__Stated task a__: Render the lines of the records starting at the line containing "of the hillside" and ending at the line containing "x=267, y=105" as a Markdown table with columns "No." and "Line", omitting blank lines.

The Voice in the Room is Mine

This is a quick follow up to some of my posts around my thinking around the concepts of Literacy.

Yesterday, I attended our school district meeting that will lead to the launch of a two-year Literacy Initiative for our schools, beginning in earnest in November with two full days of literacy professional development. This is the first time we have used two full days back to back for any one topic, so we are excited about the possibilities here. And there is pressure on the administration to put on a good show that really energizes our teachers. The teachers brought together at our meeting yesterday were mostly k-3 and reading/special education specialists, so I felt as if I had to represent the upper elementary grades as the sole sixth grade classroom teacher. (For some reason, our regional middle and high school are not even involved in the initiative.)

The discussions were rich and fruitful, centering around ways to connect literacy ideas across grade levels, provide some ways to track progress of students and open up collaborative discussions among teachers from various schools and grades.We talked a lot about the common things we are all doing and how we can learn from each other.

__Input data__:
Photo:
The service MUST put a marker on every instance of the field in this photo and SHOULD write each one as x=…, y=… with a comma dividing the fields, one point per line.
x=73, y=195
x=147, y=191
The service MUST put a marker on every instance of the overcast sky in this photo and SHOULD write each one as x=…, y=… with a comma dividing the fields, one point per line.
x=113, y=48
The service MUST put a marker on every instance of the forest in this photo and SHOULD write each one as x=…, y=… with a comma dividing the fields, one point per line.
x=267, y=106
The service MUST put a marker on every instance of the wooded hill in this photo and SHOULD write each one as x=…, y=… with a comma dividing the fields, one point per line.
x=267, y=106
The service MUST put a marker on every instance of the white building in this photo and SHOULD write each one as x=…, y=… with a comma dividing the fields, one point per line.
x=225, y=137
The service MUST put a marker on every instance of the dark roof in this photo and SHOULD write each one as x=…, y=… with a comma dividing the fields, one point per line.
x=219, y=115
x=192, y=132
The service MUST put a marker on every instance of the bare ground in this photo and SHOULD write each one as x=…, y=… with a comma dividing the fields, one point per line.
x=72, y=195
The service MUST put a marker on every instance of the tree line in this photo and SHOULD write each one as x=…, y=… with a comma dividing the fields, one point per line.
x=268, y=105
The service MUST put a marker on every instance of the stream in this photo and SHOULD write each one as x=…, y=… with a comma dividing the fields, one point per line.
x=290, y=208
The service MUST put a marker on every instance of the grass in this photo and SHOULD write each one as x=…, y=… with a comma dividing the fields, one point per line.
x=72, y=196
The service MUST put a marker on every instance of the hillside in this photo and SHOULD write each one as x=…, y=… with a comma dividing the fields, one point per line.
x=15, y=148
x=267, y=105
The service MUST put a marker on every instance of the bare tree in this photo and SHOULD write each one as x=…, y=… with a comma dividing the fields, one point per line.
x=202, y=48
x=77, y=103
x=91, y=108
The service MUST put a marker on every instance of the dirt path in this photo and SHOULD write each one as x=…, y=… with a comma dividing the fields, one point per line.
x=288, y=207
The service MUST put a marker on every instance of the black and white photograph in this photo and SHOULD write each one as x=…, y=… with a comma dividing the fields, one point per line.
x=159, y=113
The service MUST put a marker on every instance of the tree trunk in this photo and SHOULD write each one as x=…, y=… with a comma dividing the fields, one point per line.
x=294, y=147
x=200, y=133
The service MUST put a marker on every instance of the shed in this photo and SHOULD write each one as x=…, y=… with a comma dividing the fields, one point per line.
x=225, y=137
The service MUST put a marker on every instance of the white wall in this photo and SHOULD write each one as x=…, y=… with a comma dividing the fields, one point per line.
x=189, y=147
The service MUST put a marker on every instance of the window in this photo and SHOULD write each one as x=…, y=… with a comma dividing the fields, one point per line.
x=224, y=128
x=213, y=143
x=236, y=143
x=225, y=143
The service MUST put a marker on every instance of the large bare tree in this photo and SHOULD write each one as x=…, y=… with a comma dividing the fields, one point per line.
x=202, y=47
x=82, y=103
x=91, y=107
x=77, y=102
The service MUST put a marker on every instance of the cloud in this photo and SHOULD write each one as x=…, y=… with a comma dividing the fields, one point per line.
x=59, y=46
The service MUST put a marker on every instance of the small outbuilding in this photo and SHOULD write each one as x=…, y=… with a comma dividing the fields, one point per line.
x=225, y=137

__Stated task b__: In the literacy initiative post, which schools does the writer say are not involved in the initiative?

__Full output a__:
| No. | Line |
|---|---|
| 1 | The service MUST put a marker on every instance of the hillside in this photo and SHOULD write each one as x=…, y=… with a comma dividing the fields, one point per line. |
| 2 | x=15, y=148 |
| 3 | x=267, y=105 |

__Full output b__: The regional middle and high school are not involved.